[Natural-language object grounding data]
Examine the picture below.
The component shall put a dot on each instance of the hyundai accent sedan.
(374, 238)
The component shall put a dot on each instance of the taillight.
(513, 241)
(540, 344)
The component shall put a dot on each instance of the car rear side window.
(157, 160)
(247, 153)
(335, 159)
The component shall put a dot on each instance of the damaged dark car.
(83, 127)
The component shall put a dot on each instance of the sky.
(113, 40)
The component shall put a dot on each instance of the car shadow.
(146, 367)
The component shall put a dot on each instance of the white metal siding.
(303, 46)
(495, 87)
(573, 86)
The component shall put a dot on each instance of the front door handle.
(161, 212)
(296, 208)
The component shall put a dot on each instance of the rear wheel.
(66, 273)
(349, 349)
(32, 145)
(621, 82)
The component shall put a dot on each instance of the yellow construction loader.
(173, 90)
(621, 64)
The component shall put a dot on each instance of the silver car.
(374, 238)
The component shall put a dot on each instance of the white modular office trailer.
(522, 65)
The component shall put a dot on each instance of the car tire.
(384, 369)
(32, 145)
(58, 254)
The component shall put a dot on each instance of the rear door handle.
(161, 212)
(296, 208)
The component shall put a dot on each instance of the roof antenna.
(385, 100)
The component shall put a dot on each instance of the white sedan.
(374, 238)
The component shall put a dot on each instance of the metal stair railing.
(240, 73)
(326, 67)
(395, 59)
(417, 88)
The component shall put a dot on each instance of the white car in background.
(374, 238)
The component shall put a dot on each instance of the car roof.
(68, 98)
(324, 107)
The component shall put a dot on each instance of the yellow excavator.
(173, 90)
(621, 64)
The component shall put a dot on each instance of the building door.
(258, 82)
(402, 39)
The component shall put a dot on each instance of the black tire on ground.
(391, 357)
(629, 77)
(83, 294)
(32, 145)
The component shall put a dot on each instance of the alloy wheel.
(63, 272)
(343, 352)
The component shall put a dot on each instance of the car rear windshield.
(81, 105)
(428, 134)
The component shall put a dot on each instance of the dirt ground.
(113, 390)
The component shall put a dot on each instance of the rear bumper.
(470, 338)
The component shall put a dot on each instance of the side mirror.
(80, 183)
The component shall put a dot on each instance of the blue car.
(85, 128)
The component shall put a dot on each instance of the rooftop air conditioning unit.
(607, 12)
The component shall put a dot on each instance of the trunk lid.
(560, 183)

(What you will do) Set out every record in full, exactly as given.

(Task output)
Examine the picture below.
The component shall put a dot on each instance of the hyundai accent sedan.
(374, 238)
The component shall put a dot on each instance of the taillight.
(513, 241)
(540, 344)
The component shall put a dot on each instance of the car rear side window.
(157, 160)
(247, 153)
(335, 159)
The component shall put a dot on each instance of the damaged dark car.
(83, 127)
The component shall put a dot on each instance of the sky.
(113, 40)
The component shall put a dot on each instance of the car shadow.
(146, 367)
The component shall put a dot on each instance of the white metal siding.
(303, 46)
(495, 87)
(573, 86)
The component shall put a dot on each instance of the front door handle.
(161, 212)
(296, 208)
The component shall put a dot on each instance of the rear wheel.
(66, 273)
(349, 349)
(32, 145)
(621, 82)
The component shall put a dot on each instance of the yellow construction loader.
(173, 90)
(621, 64)
The component shall put a dot on each instance of the silver car.
(374, 238)
The component shall put a dot on each instance of the white modular office trailer.
(522, 65)
The component shall put a dot on each instance of the car tire.
(384, 369)
(32, 145)
(58, 254)
The component shall put a dot on each instance of the rear door handle.
(161, 212)
(296, 208)
The component shall put a dot on each instance of the roof antenna.
(385, 100)
The component shall put a dot on each instance of the white sedan.
(374, 238)
The component shall put a dot on each instance of the metal stair railing.
(240, 73)
(326, 67)
(395, 59)
(417, 88)
The component shall put a dot on each instance of the white car in background.
(374, 238)
The component shall put a dot on each instance of the car roof.
(68, 98)
(324, 107)
The component shall put a dot on each instance of the yellow excavator.
(173, 90)
(621, 64)
The component shall put a dot on each instance of the building door.
(258, 82)
(402, 39)
The component shall put a dot on each instance of the black tire on ground.
(391, 357)
(629, 77)
(83, 294)
(32, 145)
The component shall put a dot on each instance of the alloy wheel.
(63, 272)
(343, 352)
The component shall put a dot on each instance of the car rear windshield.
(81, 105)
(428, 134)
The component shall put a dot on each instance of the dirt ground.
(113, 390)
The component shall put a dot on each instance of the rear bumper.
(470, 338)
The component shall put a dot on each instance of the side mirror.
(80, 183)
The component shall put a dot on each instance of the blue car.
(85, 128)
The component shall put a dot on each instance of the rooftop air conditioning unit.
(607, 12)
The component shall put a dot on each instance of the trunk lid.
(560, 183)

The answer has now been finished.